[Records for the task]

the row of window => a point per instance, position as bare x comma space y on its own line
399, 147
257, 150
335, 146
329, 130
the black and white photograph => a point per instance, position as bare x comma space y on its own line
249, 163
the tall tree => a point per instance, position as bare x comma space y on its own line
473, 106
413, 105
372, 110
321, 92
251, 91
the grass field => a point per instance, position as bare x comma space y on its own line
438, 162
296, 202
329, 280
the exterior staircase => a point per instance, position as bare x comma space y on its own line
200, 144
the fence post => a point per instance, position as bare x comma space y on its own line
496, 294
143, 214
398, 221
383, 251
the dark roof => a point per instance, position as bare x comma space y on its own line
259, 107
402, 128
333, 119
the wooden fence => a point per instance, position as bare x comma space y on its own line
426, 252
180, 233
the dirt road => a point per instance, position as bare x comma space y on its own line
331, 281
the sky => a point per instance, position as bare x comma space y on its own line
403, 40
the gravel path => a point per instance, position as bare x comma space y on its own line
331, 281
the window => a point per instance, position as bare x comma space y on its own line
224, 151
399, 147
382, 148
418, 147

[/Records for the task]

▶ _What is needed_
Restate the records above exactly.

▶ _Exercise answer_
the row of window => a point per instance, position as bare x comma space y on its own line
399, 147
257, 150
335, 146
329, 130
the black and white photograph => a point per instance, position as bare x comma space y on its own line
249, 163
the tall tree => a point per instance, position as bare x comma space y on its own line
473, 106
413, 105
372, 110
321, 92
251, 91
the grass field => a point per instance, position as bare x comma space y on its own line
438, 162
296, 202
329, 280
the exterior staircase => a point per instance, position as bare x comma space y on its own line
200, 144
the fence post => a point per instance, position as bare x comma space y on its own line
496, 294
143, 214
398, 221
383, 251
the dark roof => a point per instance, position as bare x comma space y on its own line
259, 107
402, 128
333, 119
the wooden fence => a point per instance, position as bare x comma space y on its own line
426, 252
180, 233
the dirt road => a point per instance, position as bare x comma space y on its own line
331, 281
the sky => a point per instance, position as bare x comma space y on its own line
403, 40
the gravel path => a point per instance, position as bare x comma space y on its own line
331, 281
the window => a point per instance, position as bare x comma space y on its own line
224, 151
399, 147
382, 148
418, 147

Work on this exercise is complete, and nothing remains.